> Problem details
Every line below should be given again without alteration.

Region pointing data

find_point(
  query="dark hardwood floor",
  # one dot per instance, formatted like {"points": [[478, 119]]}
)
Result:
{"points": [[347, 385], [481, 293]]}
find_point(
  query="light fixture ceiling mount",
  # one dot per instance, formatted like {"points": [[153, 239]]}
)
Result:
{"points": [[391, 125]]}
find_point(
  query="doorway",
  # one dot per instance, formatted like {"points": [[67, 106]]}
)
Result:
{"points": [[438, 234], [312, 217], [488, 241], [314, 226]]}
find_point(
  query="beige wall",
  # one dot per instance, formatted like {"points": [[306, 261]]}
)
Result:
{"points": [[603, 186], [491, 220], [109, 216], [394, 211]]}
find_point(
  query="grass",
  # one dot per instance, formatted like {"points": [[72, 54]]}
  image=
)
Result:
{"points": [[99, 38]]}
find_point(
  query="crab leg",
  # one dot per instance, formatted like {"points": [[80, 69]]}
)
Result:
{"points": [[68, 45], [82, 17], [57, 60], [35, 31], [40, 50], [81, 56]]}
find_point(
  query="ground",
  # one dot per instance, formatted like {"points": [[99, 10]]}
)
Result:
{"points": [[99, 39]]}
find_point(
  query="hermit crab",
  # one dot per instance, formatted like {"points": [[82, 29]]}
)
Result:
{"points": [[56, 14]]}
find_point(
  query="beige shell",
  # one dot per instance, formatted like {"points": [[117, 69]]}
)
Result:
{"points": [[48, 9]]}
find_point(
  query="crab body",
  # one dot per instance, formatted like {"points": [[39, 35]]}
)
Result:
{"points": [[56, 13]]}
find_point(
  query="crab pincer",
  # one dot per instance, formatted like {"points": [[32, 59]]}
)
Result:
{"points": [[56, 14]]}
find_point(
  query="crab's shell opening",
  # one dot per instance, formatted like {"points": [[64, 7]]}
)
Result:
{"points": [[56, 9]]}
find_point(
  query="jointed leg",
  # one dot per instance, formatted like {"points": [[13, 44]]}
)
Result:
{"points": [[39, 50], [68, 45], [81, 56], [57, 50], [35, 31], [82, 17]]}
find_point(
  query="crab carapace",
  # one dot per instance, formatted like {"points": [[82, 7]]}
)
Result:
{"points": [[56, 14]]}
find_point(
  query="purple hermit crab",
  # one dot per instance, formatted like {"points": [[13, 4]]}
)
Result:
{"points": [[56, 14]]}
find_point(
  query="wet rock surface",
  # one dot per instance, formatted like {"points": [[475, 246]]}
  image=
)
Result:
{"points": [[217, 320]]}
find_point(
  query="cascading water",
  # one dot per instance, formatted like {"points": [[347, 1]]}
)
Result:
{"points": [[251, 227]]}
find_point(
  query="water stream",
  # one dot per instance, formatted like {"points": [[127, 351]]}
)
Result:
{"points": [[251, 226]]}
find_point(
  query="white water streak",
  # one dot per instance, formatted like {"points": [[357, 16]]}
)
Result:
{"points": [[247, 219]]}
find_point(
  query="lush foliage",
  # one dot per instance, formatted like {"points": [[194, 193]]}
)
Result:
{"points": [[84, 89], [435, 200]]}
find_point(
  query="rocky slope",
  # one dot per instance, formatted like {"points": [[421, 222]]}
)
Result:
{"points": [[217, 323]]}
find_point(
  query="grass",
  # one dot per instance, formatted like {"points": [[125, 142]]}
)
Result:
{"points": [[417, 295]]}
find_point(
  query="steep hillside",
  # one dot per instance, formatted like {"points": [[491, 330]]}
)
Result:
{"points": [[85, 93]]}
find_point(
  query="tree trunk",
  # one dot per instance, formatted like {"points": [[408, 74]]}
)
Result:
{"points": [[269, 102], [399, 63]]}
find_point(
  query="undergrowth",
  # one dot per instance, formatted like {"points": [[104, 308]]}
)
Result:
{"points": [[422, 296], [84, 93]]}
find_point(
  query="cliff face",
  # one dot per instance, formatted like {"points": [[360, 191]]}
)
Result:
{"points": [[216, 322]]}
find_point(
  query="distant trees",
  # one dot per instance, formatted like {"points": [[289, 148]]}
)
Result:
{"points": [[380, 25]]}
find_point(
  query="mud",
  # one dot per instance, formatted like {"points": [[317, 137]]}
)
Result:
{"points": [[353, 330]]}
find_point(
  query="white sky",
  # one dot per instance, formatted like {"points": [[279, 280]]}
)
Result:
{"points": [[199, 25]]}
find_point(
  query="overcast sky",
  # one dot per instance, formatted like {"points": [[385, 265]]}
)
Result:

> Task output
find_point(
  query="dark hardwood floor",
  # one dot per instance, formatted like {"points": [[478, 119]]}
)
Result:
{"points": [[347, 385], [481, 293]]}
find_point(
  query="light fixture ceiling mount",
  # one dot per instance, formatted like {"points": [[153, 239]]}
)
Result:
{"points": [[391, 125]]}
find_point(
  query="doorway",
  # one dot per instance, formatted like {"points": [[67, 106]]}
)
Result:
{"points": [[438, 234], [312, 217], [488, 241], [314, 226]]}
find_point(
  query="beige wall",
  # one dot per instance, formatted like {"points": [[306, 261]]}
)
Result:
{"points": [[603, 186], [491, 220], [109, 216], [394, 211]]}
find_point(
  query="grass",
  # one dot per instance, formatted like {"points": [[72, 54]]}
  image=
)
Result:
{"points": [[99, 38]]}
find_point(
  query="crab leg",
  # one dot per instance, formatted like {"points": [[80, 69]]}
)
Result:
{"points": [[68, 45], [82, 17], [57, 60], [35, 31], [40, 50], [81, 56]]}
find_point(
  query="ground",
  # one dot per instance, formatted like {"points": [[99, 10]]}
)
Result:
{"points": [[99, 39]]}
find_point(
  query="hermit crab",
  # one dot per instance, formatted like {"points": [[82, 29]]}
)
Result:
{"points": [[56, 14]]}
find_point(
  query="beige shell",
  # one dot per instance, formatted like {"points": [[117, 69]]}
)
Result:
{"points": [[48, 9]]}
find_point(
  query="crab body",
  # one dot per instance, formatted like {"points": [[39, 35]]}
)
Result:
{"points": [[56, 13]]}
find_point(
  query="crab pincer",
  # one dot per instance, formatted like {"points": [[32, 59]]}
)
Result:
{"points": [[56, 14]]}
find_point(
  query="crab's shell opening",
  # one dot per instance, formatted like {"points": [[64, 7]]}
)
Result:
{"points": [[56, 9]]}
find_point(
  query="jointed leg",
  # one dot per instance, formatted like {"points": [[13, 44]]}
)
Result:
{"points": [[39, 50], [68, 45], [81, 56], [57, 50], [35, 31], [82, 17]]}
find_point(
  query="crab carapace",
  # one dot per instance, formatted like {"points": [[82, 7]]}
)
Result:
{"points": [[56, 14]]}
find_point(
  query="purple hermit crab",
  # one dot per instance, formatted like {"points": [[13, 4]]}
)
Result:
{"points": [[56, 14]]}
find_point(
  query="wet rock surface",
  # one dot per instance, formatted like {"points": [[475, 246]]}
  image=
)
Result:
{"points": [[217, 320]]}
find_point(
  query="cascading water",
  # one dot per instance, formatted like {"points": [[347, 1]]}
)
Result:
{"points": [[251, 227]]}
find_point(
  query="water stream",
  # one dot per instance, formatted like {"points": [[127, 351]]}
)
Result:
{"points": [[251, 226]]}
find_point(
  query="white water streak",
  # one dot per instance, formatted like {"points": [[357, 16]]}
)
Result:
{"points": [[247, 219]]}
find_point(
  query="lush foliage",
  # one dot per instance, formatted like {"points": [[194, 193]]}
)
Result:
{"points": [[84, 89], [435, 200]]}
find_point(
  query="rocky slope",
  # one dot per instance, formatted like {"points": [[421, 222]]}
)
Result:
{"points": [[217, 323]]}
find_point(
  query="grass",
  # one dot per instance, formatted like {"points": [[125, 142]]}
)
Result:
{"points": [[417, 295]]}
find_point(
  query="steep hillside",
  # one dot per instance, formatted like {"points": [[491, 330]]}
)
Result:
{"points": [[85, 93]]}
find_point(
  query="tree trunk",
  # one dot per instance, formatted like {"points": [[408, 74]]}
)
Result:
{"points": [[269, 102], [399, 63]]}
find_point(
  query="undergrowth",
  # one dot per instance, formatted like {"points": [[104, 308]]}
)
Result:
{"points": [[422, 296], [84, 93]]}
find_point(
  query="cliff face",
  # one dot per instance, formatted like {"points": [[360, 191]]}
)
Result:
{"points": [[216, 322]]}
find_point(
  query="distant trees",
  # one dot per instance, formatted like {"points": [[289, 148]]}
)
Result:
{"points": [[380, 25]]}
find_point(
  query="mud",
  # one dot per instance, formatted like {"points": [[317, 137]]}
)
Result:
{"points": [[353, 330]]}
find_point(
  query="white sky",
  # one dot per instance, formatted like {"points": [[279, 280]]}
)
Result:
{"points": [[199, 25]]}
find_point(
  query="overcast sky",
  # one dot per instance, formatted like {"points": [[385, 265]]}
)
Result:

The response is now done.